DATASET RECORDS
<<<<

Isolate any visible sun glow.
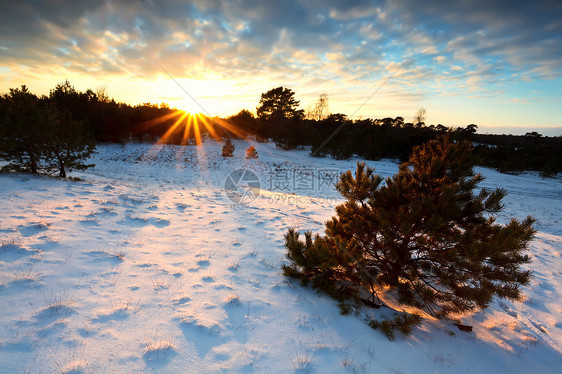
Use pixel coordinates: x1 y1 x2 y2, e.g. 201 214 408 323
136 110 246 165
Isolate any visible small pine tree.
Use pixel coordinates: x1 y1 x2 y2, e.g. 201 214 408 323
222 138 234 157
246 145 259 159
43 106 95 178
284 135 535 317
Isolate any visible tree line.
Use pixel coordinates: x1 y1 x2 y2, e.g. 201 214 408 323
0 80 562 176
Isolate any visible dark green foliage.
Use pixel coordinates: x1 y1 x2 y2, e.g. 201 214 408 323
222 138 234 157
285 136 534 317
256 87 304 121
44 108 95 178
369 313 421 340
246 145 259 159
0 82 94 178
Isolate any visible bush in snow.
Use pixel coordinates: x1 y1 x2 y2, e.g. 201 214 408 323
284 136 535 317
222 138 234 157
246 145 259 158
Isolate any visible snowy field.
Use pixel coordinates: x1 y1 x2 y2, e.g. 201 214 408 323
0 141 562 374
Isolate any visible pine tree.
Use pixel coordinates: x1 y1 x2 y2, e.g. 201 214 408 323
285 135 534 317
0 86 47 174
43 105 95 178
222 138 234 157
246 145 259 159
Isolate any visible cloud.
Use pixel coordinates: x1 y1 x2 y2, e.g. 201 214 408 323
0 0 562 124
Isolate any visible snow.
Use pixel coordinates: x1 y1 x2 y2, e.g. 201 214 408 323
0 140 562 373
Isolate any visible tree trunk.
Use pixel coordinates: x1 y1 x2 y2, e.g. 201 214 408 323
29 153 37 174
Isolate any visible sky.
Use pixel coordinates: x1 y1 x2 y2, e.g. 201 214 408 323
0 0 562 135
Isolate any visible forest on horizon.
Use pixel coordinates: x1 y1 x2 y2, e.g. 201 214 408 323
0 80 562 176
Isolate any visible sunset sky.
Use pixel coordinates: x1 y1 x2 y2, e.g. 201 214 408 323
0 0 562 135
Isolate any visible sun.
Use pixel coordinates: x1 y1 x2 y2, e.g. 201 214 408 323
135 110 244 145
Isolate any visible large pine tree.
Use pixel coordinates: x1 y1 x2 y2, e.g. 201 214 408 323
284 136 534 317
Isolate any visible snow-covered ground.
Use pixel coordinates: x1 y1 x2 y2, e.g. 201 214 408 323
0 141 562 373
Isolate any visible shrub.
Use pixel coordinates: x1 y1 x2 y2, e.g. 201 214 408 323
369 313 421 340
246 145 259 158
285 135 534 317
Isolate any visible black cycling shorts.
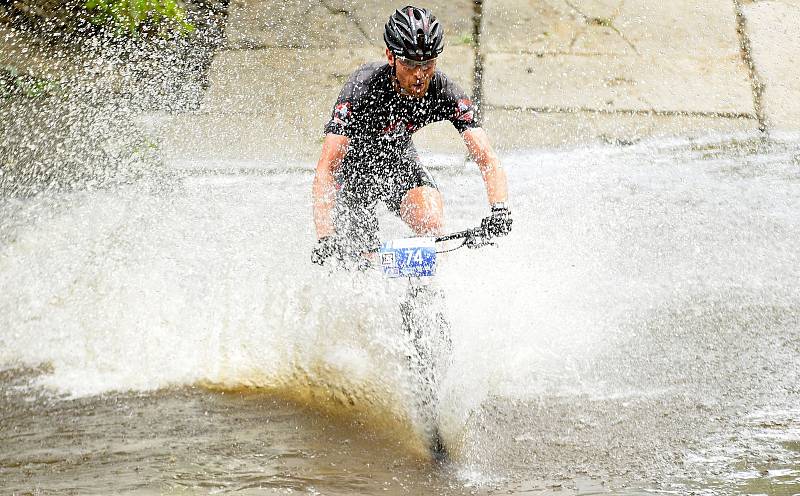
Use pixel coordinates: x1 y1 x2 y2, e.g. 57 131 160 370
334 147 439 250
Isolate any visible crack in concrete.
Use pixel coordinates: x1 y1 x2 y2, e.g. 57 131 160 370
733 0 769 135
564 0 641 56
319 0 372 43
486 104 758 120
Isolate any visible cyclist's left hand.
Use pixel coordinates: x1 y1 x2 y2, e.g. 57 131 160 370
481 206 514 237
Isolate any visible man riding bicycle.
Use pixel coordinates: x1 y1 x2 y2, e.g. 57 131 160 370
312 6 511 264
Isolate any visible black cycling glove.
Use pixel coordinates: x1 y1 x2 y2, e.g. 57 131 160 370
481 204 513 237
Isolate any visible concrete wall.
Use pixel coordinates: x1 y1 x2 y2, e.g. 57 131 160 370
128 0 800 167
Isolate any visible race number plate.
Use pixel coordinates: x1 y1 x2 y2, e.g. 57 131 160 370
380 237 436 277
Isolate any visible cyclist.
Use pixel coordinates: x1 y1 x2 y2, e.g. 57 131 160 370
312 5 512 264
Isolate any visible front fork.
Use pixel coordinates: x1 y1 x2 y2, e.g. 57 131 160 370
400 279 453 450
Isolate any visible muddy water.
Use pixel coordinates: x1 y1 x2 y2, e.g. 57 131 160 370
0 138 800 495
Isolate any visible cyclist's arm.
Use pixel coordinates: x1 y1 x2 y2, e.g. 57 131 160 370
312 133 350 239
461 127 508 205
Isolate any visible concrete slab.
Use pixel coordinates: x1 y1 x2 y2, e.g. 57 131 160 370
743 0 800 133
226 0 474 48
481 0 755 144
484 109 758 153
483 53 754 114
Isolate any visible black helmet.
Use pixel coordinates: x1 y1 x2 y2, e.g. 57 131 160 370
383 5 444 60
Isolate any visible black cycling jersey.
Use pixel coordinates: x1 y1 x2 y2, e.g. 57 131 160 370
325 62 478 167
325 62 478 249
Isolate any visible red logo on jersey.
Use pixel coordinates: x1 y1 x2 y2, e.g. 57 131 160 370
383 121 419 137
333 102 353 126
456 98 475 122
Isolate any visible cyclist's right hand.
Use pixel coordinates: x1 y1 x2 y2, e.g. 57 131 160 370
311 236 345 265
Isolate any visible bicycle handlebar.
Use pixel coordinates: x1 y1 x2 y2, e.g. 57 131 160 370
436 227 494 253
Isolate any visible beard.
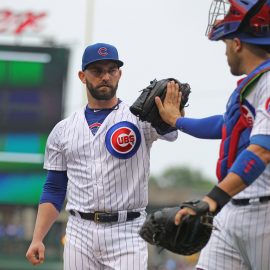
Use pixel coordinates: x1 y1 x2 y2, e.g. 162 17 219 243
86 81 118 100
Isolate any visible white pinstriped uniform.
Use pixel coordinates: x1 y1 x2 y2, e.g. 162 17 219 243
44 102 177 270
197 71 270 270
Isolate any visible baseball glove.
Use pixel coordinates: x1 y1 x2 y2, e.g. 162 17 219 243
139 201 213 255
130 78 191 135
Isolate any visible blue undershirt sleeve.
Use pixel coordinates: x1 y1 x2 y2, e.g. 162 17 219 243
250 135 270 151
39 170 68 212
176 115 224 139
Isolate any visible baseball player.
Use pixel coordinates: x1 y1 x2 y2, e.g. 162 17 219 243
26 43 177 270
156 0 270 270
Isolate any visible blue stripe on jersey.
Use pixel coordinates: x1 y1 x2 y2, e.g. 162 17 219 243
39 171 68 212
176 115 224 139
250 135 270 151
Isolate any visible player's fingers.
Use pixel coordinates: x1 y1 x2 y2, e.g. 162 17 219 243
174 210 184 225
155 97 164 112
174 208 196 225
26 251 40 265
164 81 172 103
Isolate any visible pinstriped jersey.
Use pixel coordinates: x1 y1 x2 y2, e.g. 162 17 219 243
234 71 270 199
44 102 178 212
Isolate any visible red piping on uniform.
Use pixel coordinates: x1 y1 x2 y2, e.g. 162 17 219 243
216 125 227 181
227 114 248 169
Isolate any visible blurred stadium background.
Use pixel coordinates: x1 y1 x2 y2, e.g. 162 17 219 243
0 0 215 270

>>>>

GOAL
Copy out verbatim every line from the one containing "Isolate any visible sky." up to and including the one containing "0 141 562 373".

SOLVED PROBLEM
Isolate any visible sky.
Use pixel coordinates: x1 y1 x2 y2, e.g. 201 214 408 323
0 0 562 135
Isolate any visible forest on horizon.
Use pixel coordinates: x1 y1 x2 y2, e.g. 201 214 408 323
0 80 562 176
Isolate any visible sunset sky.
Use pixel coordinates: x1 y1 x2 y2, e.g. 201 214 408 323
0 0 562 135
Isolate any visible sun.
Use pixel coordinates: x1 y1 x2 y2, e.g. 201 214 408 323
135 110 244 145
Isolate any visible large pine tree.
Use pixel coordinates: x1 y1 x2 y2, e.g. 201 214 408 323
284 136 534 317
Isolate any visible snow-covered ground.
Use pixel coordinates: x1 y1 x2 y2, e.g. 201 214 408 323
0 141 562 373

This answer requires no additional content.